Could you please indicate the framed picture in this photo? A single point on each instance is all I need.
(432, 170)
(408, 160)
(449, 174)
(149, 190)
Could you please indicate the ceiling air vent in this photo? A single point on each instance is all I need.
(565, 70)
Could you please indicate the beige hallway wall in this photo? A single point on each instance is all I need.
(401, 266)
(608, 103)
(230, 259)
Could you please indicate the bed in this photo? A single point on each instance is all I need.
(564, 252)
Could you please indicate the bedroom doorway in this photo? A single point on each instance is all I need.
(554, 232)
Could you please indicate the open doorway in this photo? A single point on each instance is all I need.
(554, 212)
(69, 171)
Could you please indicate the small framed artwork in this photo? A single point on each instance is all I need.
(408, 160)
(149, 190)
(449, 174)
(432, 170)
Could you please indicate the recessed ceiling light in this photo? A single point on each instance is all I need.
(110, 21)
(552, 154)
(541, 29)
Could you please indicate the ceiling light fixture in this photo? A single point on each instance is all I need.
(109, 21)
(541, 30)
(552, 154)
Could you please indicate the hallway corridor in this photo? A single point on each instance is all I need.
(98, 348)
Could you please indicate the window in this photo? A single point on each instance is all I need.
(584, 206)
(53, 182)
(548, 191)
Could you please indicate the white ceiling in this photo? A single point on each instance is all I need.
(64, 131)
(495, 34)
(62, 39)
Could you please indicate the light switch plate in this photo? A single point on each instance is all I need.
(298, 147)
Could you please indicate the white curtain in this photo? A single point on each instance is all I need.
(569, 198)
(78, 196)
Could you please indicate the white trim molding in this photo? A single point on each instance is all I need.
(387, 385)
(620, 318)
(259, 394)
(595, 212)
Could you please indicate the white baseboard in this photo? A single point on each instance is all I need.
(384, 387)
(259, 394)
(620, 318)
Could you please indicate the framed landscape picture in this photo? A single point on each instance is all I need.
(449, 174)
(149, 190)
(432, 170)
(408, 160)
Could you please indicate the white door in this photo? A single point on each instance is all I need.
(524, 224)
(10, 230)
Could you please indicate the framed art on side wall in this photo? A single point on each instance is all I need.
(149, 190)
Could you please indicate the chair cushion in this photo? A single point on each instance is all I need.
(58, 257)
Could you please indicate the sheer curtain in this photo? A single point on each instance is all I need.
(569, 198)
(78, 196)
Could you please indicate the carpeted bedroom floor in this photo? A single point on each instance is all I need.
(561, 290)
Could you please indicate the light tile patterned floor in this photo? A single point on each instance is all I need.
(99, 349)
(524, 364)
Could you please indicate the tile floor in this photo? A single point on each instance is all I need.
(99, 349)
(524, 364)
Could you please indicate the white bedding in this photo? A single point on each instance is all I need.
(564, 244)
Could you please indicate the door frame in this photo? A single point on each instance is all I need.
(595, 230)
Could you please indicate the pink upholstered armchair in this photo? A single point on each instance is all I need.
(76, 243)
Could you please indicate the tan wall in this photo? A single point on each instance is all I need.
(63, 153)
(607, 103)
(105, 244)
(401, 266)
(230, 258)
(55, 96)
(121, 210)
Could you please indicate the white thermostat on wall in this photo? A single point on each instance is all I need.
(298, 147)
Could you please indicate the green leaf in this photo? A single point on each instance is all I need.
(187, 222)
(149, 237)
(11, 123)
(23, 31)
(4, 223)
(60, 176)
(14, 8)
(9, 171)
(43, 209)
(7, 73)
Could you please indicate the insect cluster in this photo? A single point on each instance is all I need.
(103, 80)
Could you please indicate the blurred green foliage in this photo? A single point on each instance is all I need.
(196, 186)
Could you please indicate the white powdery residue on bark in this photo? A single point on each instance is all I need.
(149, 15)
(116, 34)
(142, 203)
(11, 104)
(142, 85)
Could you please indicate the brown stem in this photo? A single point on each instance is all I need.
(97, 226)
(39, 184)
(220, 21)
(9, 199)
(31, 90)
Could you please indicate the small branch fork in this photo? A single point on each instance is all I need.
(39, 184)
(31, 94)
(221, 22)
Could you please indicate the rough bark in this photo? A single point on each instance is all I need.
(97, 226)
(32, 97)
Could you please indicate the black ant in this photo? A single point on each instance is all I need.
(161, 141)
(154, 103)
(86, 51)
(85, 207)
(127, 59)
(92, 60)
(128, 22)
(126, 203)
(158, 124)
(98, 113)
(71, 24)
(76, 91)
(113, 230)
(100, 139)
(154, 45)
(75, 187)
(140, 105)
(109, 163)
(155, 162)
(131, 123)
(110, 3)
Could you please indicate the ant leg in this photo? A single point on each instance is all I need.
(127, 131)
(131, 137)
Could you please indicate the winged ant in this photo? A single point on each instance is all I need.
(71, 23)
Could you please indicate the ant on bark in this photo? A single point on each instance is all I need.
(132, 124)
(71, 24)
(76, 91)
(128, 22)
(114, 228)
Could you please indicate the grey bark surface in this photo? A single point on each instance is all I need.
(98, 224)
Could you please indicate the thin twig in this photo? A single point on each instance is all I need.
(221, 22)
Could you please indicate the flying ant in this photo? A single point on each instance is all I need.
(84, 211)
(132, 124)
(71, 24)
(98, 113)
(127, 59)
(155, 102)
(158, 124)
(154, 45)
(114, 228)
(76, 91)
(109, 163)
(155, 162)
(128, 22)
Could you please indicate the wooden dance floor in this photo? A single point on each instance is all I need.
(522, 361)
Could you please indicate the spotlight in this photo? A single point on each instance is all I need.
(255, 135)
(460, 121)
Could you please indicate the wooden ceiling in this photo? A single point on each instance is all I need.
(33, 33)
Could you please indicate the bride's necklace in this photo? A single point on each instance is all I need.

##############################

● **AIM OF THE TASK**: Reproduce all of the lines above word for word, in their original order, without changing anything.

● **COMPLETE RESPONSE**:
Could you please indicate the framed picture in this photo? A single point on each instance is all I need.
(432, 170)
(408, 160)
(449, 174)
(149, 190)
Could you please indicate the ceiling air vent in this photo? A single point on each instance is all I need.
(565, 70)
Could you please indicate the beige hallway wall in this photo? A single point on each instance is all I need.
(401, 266)
(608, 103)
(230, 259)
Could you please indicate the bed in this photo? A single point on each instance is all I need.
(564, 252)
Could you please indicate the bedroom doorway in this photo? A single point on each instance is all I need.
(554, 232)
Could you please indicate the open doorway in this photo? A single point on each instance is all I need.
(554, 212)
(69, 171)
Could you please indicate the small framed artwork in this photo? A single point on each instance is all I need.
(408, 160)
(149, 190)
(449, 174)
(432, 170)
Could you please indicate the recessed ceiling light in this photo? A single point on each instance is all I need.
(110, 21)
(552, 154)
(541, 29)
Could you please indicate the ceiling light fixture in this photo? A single point on each instance is all I need.
(109, 21)
(541, 30)
(552, 154)
Could you please indicate the hallway corridor in this photo? A single point on each instance is all I need.
(98, 348)
Could you please indicate the window in this photo? A single point on each instance is all I need.
(584, 206)
(53, 182)
(548, 191)
Could you please indicate the white ceiling in this photo? A single point on each instance is all I need.
(64, 131)
(495, 34)
(62, 39)
Could you please indicate the light switch plate in this photo? A single point on each instance is all I need.
(298, 147)
Could you please indicate the white curtain in this photo? A single point on each instance is all I need.
(569, 198)
(78, 196)
Could you please indicate the white trim molding in this photo? A single point on each instance is all I need.
(387, 385)
(620, 318)
(259, 394)
(595, 212)
Could you please indicate the white baseboard in this photo? A single point on each instance is all I need.
(384, 387)
(259, 394)
(620, 318)
Could you please indicate the framed landscape picture in this photo? A single point on each instance is all I need.
(449, 174)
(149, 190)
(432, 170)
(408, 160)
Could you please indicate the white door in this photo? A single point on each instance is all I need.
(524, 224)
(10, 230)
Could you please indicate the framed art on side wall in this photo? A single point on each instance is all I need.
(149, 190)
Could you please indicate the chair cushion in this photo? A single point on each instance is all I need.
(58, 257)
Could you please indicate the sheer curtain in this photo? A single point on each instance is all I need.
(569, 198)
(78, 196)
Could you please indicate the carpeted bedroom floor in this photo? A single point on each instance is all I need.
(561, 290)
Could you please indicate the light tile patterned floor in this photo? A single point on each instance is all I need.
(99, 349)
(524, 364)
Could you please indicate the tile floor in this photo? A single point on each instance is all I need.
(99, 349)
(524, 364)
Could you please indicate the white bedding in this photo? A single point on each instance is all I need.
(564, 244)
Could you please indicate the door frame in this photo? A single point on each instance is all I need.
(595, 230)
Could you please indicate the pink upholstered armchair in this photo? A single point on each instance is all I need.
(76, 243)
Could you please indicate the tan wall in this photo? A single point on each instance is all I need.
(63, 153)
(607, 103)
(105, 244)
(401, 266)
(230, 258)
(55, 96)
(121, 210)
Could you please indicate the white thermostat on wall in this photo? A single point on each instance is all I need.
(298, 147)
Could you please indicate the green leaf in this photo? A single point on each instance is all I need.
(187, 222)
(149, 237)
(11, 123)
(23, 31)
(4, 223)
(60, 176)
(14, 8)
(9, 171)
(43, 209)
(7, 73)
Could you please indicate the insect cluster in this photo? A single point on each instance is all I need.
(103, 80)
Could you please indicate the blurred green foliage in this photo? A single point on each instance is all I need.
(196, 186)
Could you please indicate the white powdery residue on bark in this photo? A single point on each instance is all I need.
(149, 15)
(116, 34)
(142, 203)
(11, 104)
(142, 85)
Could you please indicate the brown stem in this photo? A single point on each instance is all I need.
(97, 226)
(39, 184)
(220, 21)
(9, 199)
(31, 90)
Could you please indicate the small branch fork in this photo? A single point on each instance is all I need.
(39, 184)
(31, 94)
(221, 22)
Could you please indicate the rough bark in this photo? A single point on each instance is all I need.
(97, 226)
(32, 97)
Could you please indicate the black ant in this photo? A single point on each instance is all I need.
(161, 141)
(154, 103)
(86, 51)
(85, 207)
(127, 59)
(92, 60)
(128, 22)
(126, 203)
(158, 124)
(98, 113)
(71, 24)
(76, 91)
(113, 230)
(100, 139)
(154, 45)
(75, 187)
(140, 105)
(109, 163)
(155, 162)
(131, 123)
(110, 3)
Could you please indicate the ant leg in this photo? A single point on each instance is all I need.
(127, 131)
(131, 137)
Could you please indicate the winged ant in this photo? A single point on each instance is all I need.
(71, 23)
Could you please indicate the ant on bark in this photo? A single point on each instance is all I need.
(132, 124)
(71, 24)
(76, 91)
(128, 22)
(114, 228)
Could you please indicate the grey bark surface in this photo? A single point on each instance is all I need.
(98, 224)
Could you please indicate the thin twig in this photo? A single point on each instance is all I need.
(221, 22)
Could you please indicate the flying ant in this photo? A single point on each instance is all I need.
(84, 211)
(132, 124)
(71, 24)
(98, 113)
(127, 59)
(155, 102)
(158, 124)
(154, 45)
(114, 228)
(76, 91)
(109, 163)
(155, 162)
(128, 22)
Could you please indicate the wooden dance floor in this photo? A single point on each instance is all I need.
(522, 361)
Could you please indicate the spotlight in this photo? A single point on each instance is all I need.
(255, 135)
(460, 121)
Could you please indicate the wooden ceiling in this photo? A single point on each instance is all I need.
(33, 33)
Could you please indicate the bride's necklace in this photo? A single point on each instance is all I need.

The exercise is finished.